§ SET PROBLEM
Transcribe all of the records below verbatim, line for line, omitting the pictures.
+++++
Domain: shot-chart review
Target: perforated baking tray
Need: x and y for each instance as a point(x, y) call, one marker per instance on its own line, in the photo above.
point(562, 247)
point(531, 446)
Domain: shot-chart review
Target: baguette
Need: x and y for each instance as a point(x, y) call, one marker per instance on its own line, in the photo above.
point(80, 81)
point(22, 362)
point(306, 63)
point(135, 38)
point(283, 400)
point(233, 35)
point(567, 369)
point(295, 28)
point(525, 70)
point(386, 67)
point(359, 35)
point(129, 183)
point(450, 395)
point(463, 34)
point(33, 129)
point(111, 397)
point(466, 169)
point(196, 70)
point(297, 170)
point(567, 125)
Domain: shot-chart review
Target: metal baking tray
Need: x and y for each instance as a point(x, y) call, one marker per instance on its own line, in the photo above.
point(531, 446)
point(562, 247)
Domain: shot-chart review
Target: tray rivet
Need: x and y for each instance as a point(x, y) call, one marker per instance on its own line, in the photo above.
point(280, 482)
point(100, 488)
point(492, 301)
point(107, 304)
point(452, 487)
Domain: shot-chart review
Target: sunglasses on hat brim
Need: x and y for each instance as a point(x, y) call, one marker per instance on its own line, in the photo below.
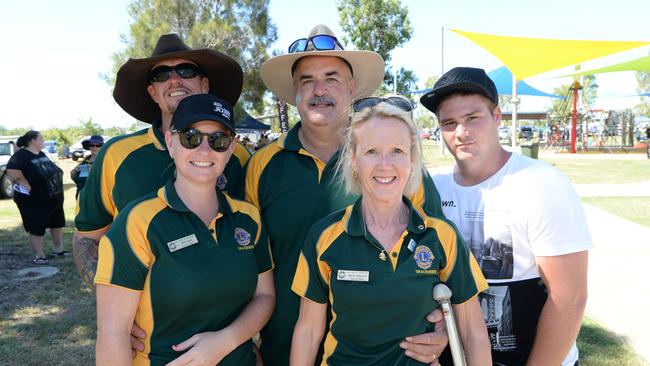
point(191, 138)
point(161, 74)
point(321, 42)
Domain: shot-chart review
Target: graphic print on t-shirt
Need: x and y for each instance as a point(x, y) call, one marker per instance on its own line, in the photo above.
point(493, 255)
point(497, 311)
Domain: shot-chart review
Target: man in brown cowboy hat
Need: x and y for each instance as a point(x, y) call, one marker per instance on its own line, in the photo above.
point(291, 180)
point(132, 165)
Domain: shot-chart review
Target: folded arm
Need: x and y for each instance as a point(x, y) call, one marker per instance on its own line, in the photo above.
point(473, 332)
point(308, 332)
point(116, 308)
point(565, 277)
point(210, 348)
point(85, 246)
point(18, 177)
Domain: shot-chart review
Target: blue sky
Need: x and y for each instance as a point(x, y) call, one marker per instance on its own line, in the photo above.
point(53, 52)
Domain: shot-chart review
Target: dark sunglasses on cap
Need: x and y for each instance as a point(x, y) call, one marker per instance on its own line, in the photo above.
point(368, 102)
point(191, 139)
point(321, 42)
point(185, 71)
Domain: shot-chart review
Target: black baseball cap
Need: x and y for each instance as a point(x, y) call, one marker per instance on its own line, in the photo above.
point(463, 80)
point(202, 107)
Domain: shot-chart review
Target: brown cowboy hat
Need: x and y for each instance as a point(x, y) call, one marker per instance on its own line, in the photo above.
point(225, 75)
point(367, 68)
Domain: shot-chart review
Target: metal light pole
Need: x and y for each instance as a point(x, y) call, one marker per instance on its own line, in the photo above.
point(574, 120)
point(514, 102)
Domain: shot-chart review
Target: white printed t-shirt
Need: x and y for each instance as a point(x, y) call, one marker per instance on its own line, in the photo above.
point(526, 209)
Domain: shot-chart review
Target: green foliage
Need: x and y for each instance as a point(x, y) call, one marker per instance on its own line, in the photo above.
point(380, 26)
point(241, 29)
point(423, 117)
point(643, 86)
point(14, 131)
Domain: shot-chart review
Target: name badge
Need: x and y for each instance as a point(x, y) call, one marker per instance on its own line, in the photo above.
point(412, 245)
point(354, 276)
point(181, 243)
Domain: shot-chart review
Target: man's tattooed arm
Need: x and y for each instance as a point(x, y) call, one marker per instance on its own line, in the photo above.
point(85, 247)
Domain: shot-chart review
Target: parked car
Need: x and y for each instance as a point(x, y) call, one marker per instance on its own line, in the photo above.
point(525, 132)
point(6, 184)
point(77, 151)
+++++
§ WORKED SOLUTION
Domain: shot-chart review
Target: perforated baking tray
Need: x and y for each instance as a point(x, y) call, one marker per instance on its own line, in the photo above.
point(562, 247)
point(531, 446)
Domain: shot-chart review
Target: baguette
Need: x and y for each instance as a point(x, y) call, one marker per instance on its own line, in the photo above.
point(80, 81)
point(22, 362)
point(306, 63)
point(135, 38)
point(283, 400)
point(233, 35)
point(567, 369)
point(295, 28)
point(525, 70)
point(386, 67)
point(359, 35)
point(129, 183)
point(450, 395)
point(463, 34)
point(33, 129)
point(111, 397)
point(466, 169)
point(196, 70)
point(297, 170)
point(567, 125)
Domain: shot-chart review
Target: metal baking tray
Need: x and y for each instance as a point(x, y) call, one marker per instance on its own line, in the photo above.
point(531, 446)
point(562, 247)
Domain: shot-chart review
Target: tray rivet
Need: x and y for each instance as a point(x, y) call, one marker per instance on its own line, in the photo above.
point(280, 482)
point(100, 488)
point(492, 301)
point(107, 304)
point(452, 487)
Domain: shot-chart review
Target: sunglasses on hat brim
Need: x and y for each instance as a point(x, y) call, one marker per instance on its own line, in the photo below.
point(191, 138)
point(161, 74)
point(321, 42)
Domain: shot-chart review
Target: graphic print on t-shirt
Need: x and y for each instance as a point(x, y) call, one marker per instance on its own line, in the photo above.
point(493, 255)
point(497, 311)
Domain: shot-chart review
Target: man in brown cowboy hat
Need: x and y for each instance as a point(x, y) call, one marker per instance on its own line, in the photo above.
point(291, 180)
point(132, 165)
Domain: shot-chart review
Target: folded arm
Need: x and y for each instance as a point(x, y) call, one marker per instance on its own line, in the photo above.
point(473, 332)
point(308, 332)
point(116, 308)
point(565, 277)
point(210, 348)
point(85, 246)
point(18, 177)
Domain: shot-chart review
Target: blue sky
Need: x and y for each instance as a point(x, y) call, one marker per instance on its own line, in the photo above.
point(53, 52)
Domain: shot-chart review
Target: dark sunglasses on cap
Need: x and y for each instance as a point(x, y) call, one marker per instance on its own line, in the photo above.
point(368, 102)
point(191, 139)
point(321, 42)
point(185, 71)
Domain: shot-chart review
Target: black baseball cap
Need: x and y for each instance as a point(x, y) call, one marker per instance on its own line, in the photo above.
point(463, 80)
point(202, 107)
Domain: shot-chart review
Target: brown cowboy hat
Need: x and y for each instance as a point(x, y) call, one marker per instance on its own line, in the photo above.
point(225, 75)
point(367, 68)
Domain: shot-chart review
Target: metal light pole
Need: x and y for each instance as a point(x, y) call, one marker per instance on its own line, in the photo above.
point(574, 120)
point(514, 102)
Domain: shot-chart review
Target: white printed t-shirt
Need: x and y for each instance as a point(x, y) call, one marker per instance on its own line, in the photo above.
point(526, 209)
Domain: shot-chart review
Target: green foliage
Need: x and y for each instance as a point(x, y) call, one marker per instance on its own line, in the photo above.
point(380, 26)
point(241, 29)
point(423, 117)
point(643, 86)
point(14, 131)
Domain: shot-chart review
Target: name badge
Need: x and y for each instance as a point(x, y) call, one marker per instance on its own line, in the photo above.
point(412, 245)
point(354, 276)
point(181, 243)
Domain: shot-chart review
Target: man's tattooed arm
Need: x and y for each instance as a point(x, y) call, one marker per instance on its own line, in the photo above.
point(85, 247)
Domain: shot-chart review
Target: parked car
Need: x and y for each instance as a point(x, y) call, one marker per instance on its own line, in the photo above.
point(525, 132)
point(6, 184)
point(77, 151)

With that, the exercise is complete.